--- EXERCISE DIRECTIONS ---
Please copy the entries below word for word.

--- Saved data entries ---
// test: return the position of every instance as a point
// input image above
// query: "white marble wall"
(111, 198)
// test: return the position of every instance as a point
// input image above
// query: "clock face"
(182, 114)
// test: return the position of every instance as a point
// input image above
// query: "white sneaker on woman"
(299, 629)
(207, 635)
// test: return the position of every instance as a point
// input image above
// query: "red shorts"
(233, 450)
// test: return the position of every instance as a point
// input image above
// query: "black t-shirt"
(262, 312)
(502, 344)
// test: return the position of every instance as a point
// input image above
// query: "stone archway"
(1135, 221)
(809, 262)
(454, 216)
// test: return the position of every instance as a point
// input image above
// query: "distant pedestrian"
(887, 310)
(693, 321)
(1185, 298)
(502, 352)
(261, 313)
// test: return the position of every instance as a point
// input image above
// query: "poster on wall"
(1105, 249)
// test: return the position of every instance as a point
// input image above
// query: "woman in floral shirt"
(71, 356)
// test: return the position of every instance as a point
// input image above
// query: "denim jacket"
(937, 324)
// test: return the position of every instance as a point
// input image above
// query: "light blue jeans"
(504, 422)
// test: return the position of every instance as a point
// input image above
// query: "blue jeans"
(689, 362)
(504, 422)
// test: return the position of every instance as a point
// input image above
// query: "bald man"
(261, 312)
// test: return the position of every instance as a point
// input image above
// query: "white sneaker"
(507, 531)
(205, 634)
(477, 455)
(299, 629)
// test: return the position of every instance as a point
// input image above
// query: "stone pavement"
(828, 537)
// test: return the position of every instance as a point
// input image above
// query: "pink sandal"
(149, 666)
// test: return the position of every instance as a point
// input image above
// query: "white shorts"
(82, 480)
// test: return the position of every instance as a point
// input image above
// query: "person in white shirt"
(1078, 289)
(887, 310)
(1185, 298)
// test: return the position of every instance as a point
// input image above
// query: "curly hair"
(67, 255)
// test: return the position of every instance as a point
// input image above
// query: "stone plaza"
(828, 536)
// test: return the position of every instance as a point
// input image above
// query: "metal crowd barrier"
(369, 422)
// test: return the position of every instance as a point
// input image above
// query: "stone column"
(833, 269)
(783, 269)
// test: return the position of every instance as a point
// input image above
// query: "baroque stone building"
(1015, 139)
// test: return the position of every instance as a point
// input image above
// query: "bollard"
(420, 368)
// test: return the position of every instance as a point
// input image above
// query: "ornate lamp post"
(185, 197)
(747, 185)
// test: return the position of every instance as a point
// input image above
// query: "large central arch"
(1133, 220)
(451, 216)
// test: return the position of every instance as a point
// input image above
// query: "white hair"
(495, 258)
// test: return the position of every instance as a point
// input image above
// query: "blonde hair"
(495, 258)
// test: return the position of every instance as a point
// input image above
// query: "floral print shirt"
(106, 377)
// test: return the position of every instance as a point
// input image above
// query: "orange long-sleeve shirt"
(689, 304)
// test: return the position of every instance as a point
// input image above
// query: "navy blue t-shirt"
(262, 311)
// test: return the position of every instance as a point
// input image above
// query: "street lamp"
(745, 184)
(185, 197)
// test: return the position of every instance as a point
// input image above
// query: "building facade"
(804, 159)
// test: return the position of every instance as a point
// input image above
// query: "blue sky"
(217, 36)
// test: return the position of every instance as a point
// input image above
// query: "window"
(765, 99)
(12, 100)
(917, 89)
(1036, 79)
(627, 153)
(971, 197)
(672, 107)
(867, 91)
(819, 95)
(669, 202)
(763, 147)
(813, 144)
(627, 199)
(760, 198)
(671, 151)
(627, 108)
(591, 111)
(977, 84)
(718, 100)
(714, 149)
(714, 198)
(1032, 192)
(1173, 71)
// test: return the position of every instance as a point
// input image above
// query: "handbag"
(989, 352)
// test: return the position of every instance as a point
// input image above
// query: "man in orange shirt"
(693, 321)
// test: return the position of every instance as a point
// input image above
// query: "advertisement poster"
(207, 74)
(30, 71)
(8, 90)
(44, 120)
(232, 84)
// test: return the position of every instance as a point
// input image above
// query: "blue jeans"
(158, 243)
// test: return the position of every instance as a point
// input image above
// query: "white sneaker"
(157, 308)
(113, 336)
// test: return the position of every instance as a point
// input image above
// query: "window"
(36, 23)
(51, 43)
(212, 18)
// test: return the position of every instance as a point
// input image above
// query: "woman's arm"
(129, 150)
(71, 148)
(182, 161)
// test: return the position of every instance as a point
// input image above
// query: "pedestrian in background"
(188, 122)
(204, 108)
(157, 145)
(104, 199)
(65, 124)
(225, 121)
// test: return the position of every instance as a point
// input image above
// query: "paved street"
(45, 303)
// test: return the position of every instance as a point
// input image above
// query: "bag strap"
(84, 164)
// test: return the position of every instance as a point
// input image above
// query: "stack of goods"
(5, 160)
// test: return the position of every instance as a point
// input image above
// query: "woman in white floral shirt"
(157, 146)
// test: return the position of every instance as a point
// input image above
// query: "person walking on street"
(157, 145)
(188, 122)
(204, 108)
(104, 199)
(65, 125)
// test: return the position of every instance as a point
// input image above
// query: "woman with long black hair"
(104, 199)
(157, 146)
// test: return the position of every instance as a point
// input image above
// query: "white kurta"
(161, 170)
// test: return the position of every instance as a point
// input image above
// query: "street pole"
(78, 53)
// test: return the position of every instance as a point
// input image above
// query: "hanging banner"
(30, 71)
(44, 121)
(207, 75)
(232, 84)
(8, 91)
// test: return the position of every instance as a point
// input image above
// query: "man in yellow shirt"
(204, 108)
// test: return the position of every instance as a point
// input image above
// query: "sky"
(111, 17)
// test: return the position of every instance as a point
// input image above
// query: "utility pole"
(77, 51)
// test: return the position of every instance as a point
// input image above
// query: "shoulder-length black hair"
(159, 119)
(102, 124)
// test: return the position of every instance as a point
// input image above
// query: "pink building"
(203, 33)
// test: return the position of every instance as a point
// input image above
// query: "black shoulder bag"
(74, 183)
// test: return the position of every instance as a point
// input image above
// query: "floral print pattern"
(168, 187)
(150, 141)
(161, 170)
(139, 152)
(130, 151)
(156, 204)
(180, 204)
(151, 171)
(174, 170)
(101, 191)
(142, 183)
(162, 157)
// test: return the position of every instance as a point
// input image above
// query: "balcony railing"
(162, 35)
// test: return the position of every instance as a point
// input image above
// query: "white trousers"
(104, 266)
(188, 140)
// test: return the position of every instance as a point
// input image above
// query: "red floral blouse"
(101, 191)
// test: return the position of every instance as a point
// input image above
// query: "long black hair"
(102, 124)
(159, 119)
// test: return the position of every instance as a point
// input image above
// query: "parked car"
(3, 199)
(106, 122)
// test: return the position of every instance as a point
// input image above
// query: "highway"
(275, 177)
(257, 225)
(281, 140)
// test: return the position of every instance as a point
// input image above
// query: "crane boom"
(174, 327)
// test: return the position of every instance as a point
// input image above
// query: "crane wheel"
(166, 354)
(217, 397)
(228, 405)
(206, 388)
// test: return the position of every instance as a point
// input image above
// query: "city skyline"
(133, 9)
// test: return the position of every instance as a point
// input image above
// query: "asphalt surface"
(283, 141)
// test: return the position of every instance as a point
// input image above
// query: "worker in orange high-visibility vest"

--- RESPONSE AREA ---
// test: return the position of every instance as a point
// input image above
// query: "white marble wall"
(111, 198)
// test: return the position of every instance as a point
// input image above
// query: "clock face"
(182, 114)
// test: return the position of every instance as a point
// input image above
// query: "white sneaker on woman"
(299, 629)
(207, 635)
// test: return the position of every instance as a point
// input image above
// query: "red shorts"
(233, 450)
// test: return the position of every instance as a point
// input image above
// query: "black t-shirt"
(262, 312)
(502, 344)
// test: return the position of every instance as a point
// input image above
// query: "stone archway"
(1135, 221)
(809, 262)
(454, 216)
// test: return the position of every instance as a point
// input image above
// query: "distant pedestrian"
(887, 310)
(693, 321)
(1185, 298)
(502, 352)
(261, 313)
// test: return the position of every instance as a point
// input image above
// query: "poster on wall"
(1105, 249)
// test: return the position of every instance as a point
// input image above
// query: "woman in floral shirt"
(71, 356)
// test: return the position of every instance as a point
// input image above
// query: "denim jacket"
(937, 324)
// test: return the position of every instance as a point
// input image above
// query: "light blue jeans"
(504, 422)
// test: return the position of every instance as a point
// input image above
// query: "blue jeans"
(689, 362)
(504, 422)
// test: return the position of every instance as a point
// input image above
// query: "bald man"
(261, 312)
// test: return the position of every instance as a point
// input image above
// query: "white sneaker"
(507, 531)
(205, 634)
(477, 455)
(299, 629)
// test: return the position of every instance as a point
// input image above
// query: "stone pavement"
(828, 537)
// test: return the position of every instance as a point
// input image above
// query: "pink sandal"
(149, 666)
// test: return the position of every instance as a point
// input image above
// query: "white shorts"
(82, 480)
// test: return the position of every instance as a point
// input image above
// query: "person in white shirt"
(1078, 289)
(887, 310)
(1185, 298)
// test: return the position of every instance as a point
// input image above
// query: "curly hair"
(67, 255)
// test: return the position of every instance as a point
// input image above
// query: "stone plaza"
(828, 536)
// test: return the position of every instance as a point
// input image above
// query: "metal crowd barrier"
(369, 422)
// test: return the position of every instance as a point
// input image above
// query: "stone column"
(833, 269)
(783, 269)
// test: return the position of every instance as a point
// input image above
// query: "baroque stone building"
(1015, 139)
// test: return the position of every instance as a point
// input image above
// query: "bollard"
(420, 368)
// test: return the position of every instance as a point
// input image above
// query: "ornate lamp post"
(185, 197)
(747, 185)
// test: return the position of every instance as a point
// input image above
// query: "large central arch"
(1133, 220)
(451, 216)
// test: return the position of every instance as a point
// input image above
// query: "white hair"
(495, 258)
// test: return the position of every instance as a point
// input image above
// query: "blonde hair"
(495, 258)
// test: return the position of every instance as a point
// input image above
// query: "floral print shirt"
(106, 377)
// test: return the position of every instance as a point
// input image above
// query: "orange long-sleeve shirt"
(689, 304)
// test: return the position of every instance as a point
// input image above
// query: "navy blue t-shirt"
(262, 311)
// test: return the position of every instance as a point
// input image above
// query: "street lamp"
(745, 184)
(185, 197)
// test: return the position of every instance as a point
// input image above
// query: "building facade"
(804, 159)
// test: return the position of every instance as a point
// input image above
// query: "blue sky"
(217, 36)
// test: return the position of every instance as a point
// input image above
// query: "window"
(765, 99)
(12, 100)
(917, 89)
(1036, 79)
(627, 153)
(971, 197)
(672, 107)
(867, 91)
(819, 95)
(669, 202)
(763, 147)
(813, 144)
(627, 199)
(760, 198)
(671, 151)
(627, 108)
(591, 111)
(977, 84)
(718, 100)
(714, 149)
(714, 198)
(1032, 192)
(1173, 71)
// test: return the position of every instance as a point
// input image above
// query: "handbag"
(989, 352)
// test: return the position of every instance as a point
// input image above
// query: "man in orange shirt"
(693, 321)
// test: return the position of every instance as a point
// input image above
// query: "advertisement poster"
(207, 74)
(30, 71)
(8, 90)
(44, 120)
(232, 84)
// test: return the position of every instance as a point
// input image above
// query: "blue jeans"
(158, 243)
// test: return the position of every instance as a point
// input image above
// query: "white sneaker"
(157, 308)
(113, 336)
// test: return the position of every instance as a point
// input image above
// query: "window"
(36, 23)
(51, 43)
(212, 18)
// test: return the position of every instance as a point
// input image above
// query: "woman's arm"
(129, 150)
(71, 148)
(182, 161)
// test: return the position of every instance as a point
// input image above
// query: "pedestrian in background"
(188, 122)
(204, 108)
(157, 145)
(104, 199)
(65, 124)
(225, 121)
// test: return the position of every instance as a point
// input image above
// query: "paved street"
(45, 303)
// test: return the position of every instance as a point
// input image above
// query: "bag strap"
(84, 164)
// test: return the position of every instance as a point
// input image above
// query: "stack of goods"
(5, 160)
// test: return the position of every instance as a point
// input image above
// query: "woman in white floral shirt"
(157, 146)
// test: return the position of every instance as a point
// input image above
// query: "person walking on street"
(157, 145)
(188, 122)
(204, 108)
(104, 199)
(65, 125)
// test: return the position of every instance as a point
// input image above
// query: "woman with long black hair"
(104, 199)
(157, 146)
// test: return the position of every instance as a point
// input image above
// query: "white kurta"
(161, 170)
// test: return the position of every instance as a point
// input image above
// query: "street pole"
(78, 53)
// test: return the position of every instance as a point
// input image above
// query: "hanging banner"
(30, 71)
(44, 121)
(207, 75)
(232, 84)
(8, 91)
// test: return the position of every instance as a point
// input image above
// query: "man in yellow shirt"
(204, 108)
// test: return the position of every instance as a point
// input image above
// query: "sky"
(111, 17)
// test: return the position of every instance as a point
// input image above
// query: "utility pole"
(77, 51)
// test: return the position of every instance as a point
// input image above
// query: "shoulder-length black hair"
(159, 119)
(102, 124)
// test: return the position of every instance as a point
// input image above
// query: "pink building"
(203, 33)
// test: return the position of every instance as a point
// input image above
// query: "black shoulder bag"
(74, 183)
// test: return the position of every instance as a point
// input image above
// query: "floral print pattern"
(168, 187)
(150, 141)
(161, 170)
(139, 152)
(130, 151)
(156, 204)
(180, 204)
(151, 171)
(174, 170)
(101, 191)
(142, 183)
(162, 157)
// test: return the position of every instance as a point
// input image above
// query: "balcony railing"
(162, 35)
// test: return the position of every instance as a point
// input image above
// query: "white trousers"
(104, 266)
(188, 140)
// test: return the position of every instance as a point
// input image above
// query: "red floral blouse"
(101, 191)
// test: return the position of every instance as a point
// input image above
// query: "long black hair"
(102, 124)
(159, 119)
// test: return the position of every instance as a point
// input image above
// query: "parked car"
(3, 199)
(106, 122)
// test: return the position of every instance as a point
// input image above
// query: "highway"
(275, 177)
(257, 225)
(281, 140)
// test: return the position of every instance as a point
// input image above
// query: "crane boom"
(174, 327)
// test: return the position of every instance as a point
// input image above
// query: "crane wheel"
(166, 354)
(217, 397)
(228, 405)
(206, 388)
// test: return the position of every instance as a point
// input image above
// query: "city skyline"
(133, 9)
// test: return the position of every instance as a point
// input image above
// query: "asphalt surface"
(283, 141)
// test: return the position of every instance as a point
// input image above
// query: "worker in orange high-visibility vest"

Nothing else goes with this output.